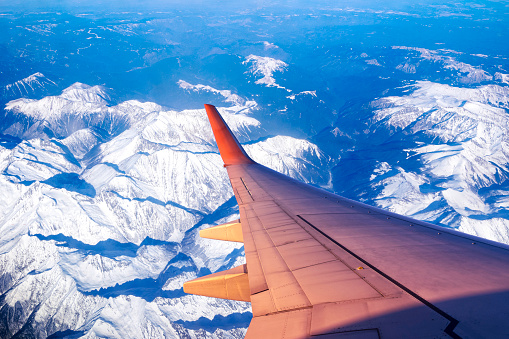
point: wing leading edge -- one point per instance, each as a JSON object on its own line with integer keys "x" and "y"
{"x": 318, "y": 264}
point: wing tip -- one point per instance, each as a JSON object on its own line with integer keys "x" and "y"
{"x": 230, "y": 149}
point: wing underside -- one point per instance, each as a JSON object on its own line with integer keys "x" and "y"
{"x": 318, "y": 264}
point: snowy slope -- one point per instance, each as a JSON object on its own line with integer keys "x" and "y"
{"x": 456, "y": 171}
{"x": 100, "y": 208}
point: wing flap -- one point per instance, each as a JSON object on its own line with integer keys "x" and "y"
{"x": 231, "y": 231}
{"x": 231, "y": 284}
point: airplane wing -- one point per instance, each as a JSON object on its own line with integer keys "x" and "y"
{"x": 318, "y": 264}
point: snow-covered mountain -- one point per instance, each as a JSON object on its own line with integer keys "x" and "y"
{"x": 100, "y": 205}
{"x": 455, "y": 170}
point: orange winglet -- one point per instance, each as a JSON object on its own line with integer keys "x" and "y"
{"x": 229, "y": 148}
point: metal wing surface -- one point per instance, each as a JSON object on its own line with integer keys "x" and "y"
{"x": 322, "y": 265}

▸ **Aim of the task**:
Rewrite all the entries above as a numbered list, one line per item, with blank lines and the pictures left out.

▸ **Correct answer**:
1. point: wing leading edge -- one point per instance, each as a JSON object on its own line with integer keys "x" and "y"
2. {"x": 318, "y": 264}
3. point: wing tip -- one point per instance, each as a JSON object on its own line with integer keys "x" and "y"
4. {"x": 230, "y": 149}
5. point: wing underside -- one point per instance, each as a JSON object on its own line with integer keys "x" and "y"
6. {"x": 318, "y": 264}
7. point: snowy slope -- one point per instance, each as a JSON object on its own line with integer keys "x" and "y"
8. {"x": 456, "y": 171}
9. {"x": 100, "y": 208}
10. point: wing flap -- one point per instance, each as a JSON object on its own line with integer keys "x" and "y"
11. {"x": 231, "y": 231}
12. {"x": 231, "y": 284}
13. point: airplane wing -- one point per instance, each as a JSON object on its own line with integer keys "x" and "y"
14. {"x": 318, "y": 264}
15. point: snow-covered mountain -- one point per instance, each as a JSON object on its own line with integer keys "x" and "y"
16. {"x": 100, "y": 205}
17. {"x": 455, "y": 170}
18. point: orange winglet -- one point per instance, each as a JSON object on its own line with integer keys "x" and "y"
19. {"x": 229, "y": 148}
20. point: metal wing surface -- one point per instance, each as a JSON object on its own line with integer keys "x" and "y"
21. {"x": 322, "y": 265}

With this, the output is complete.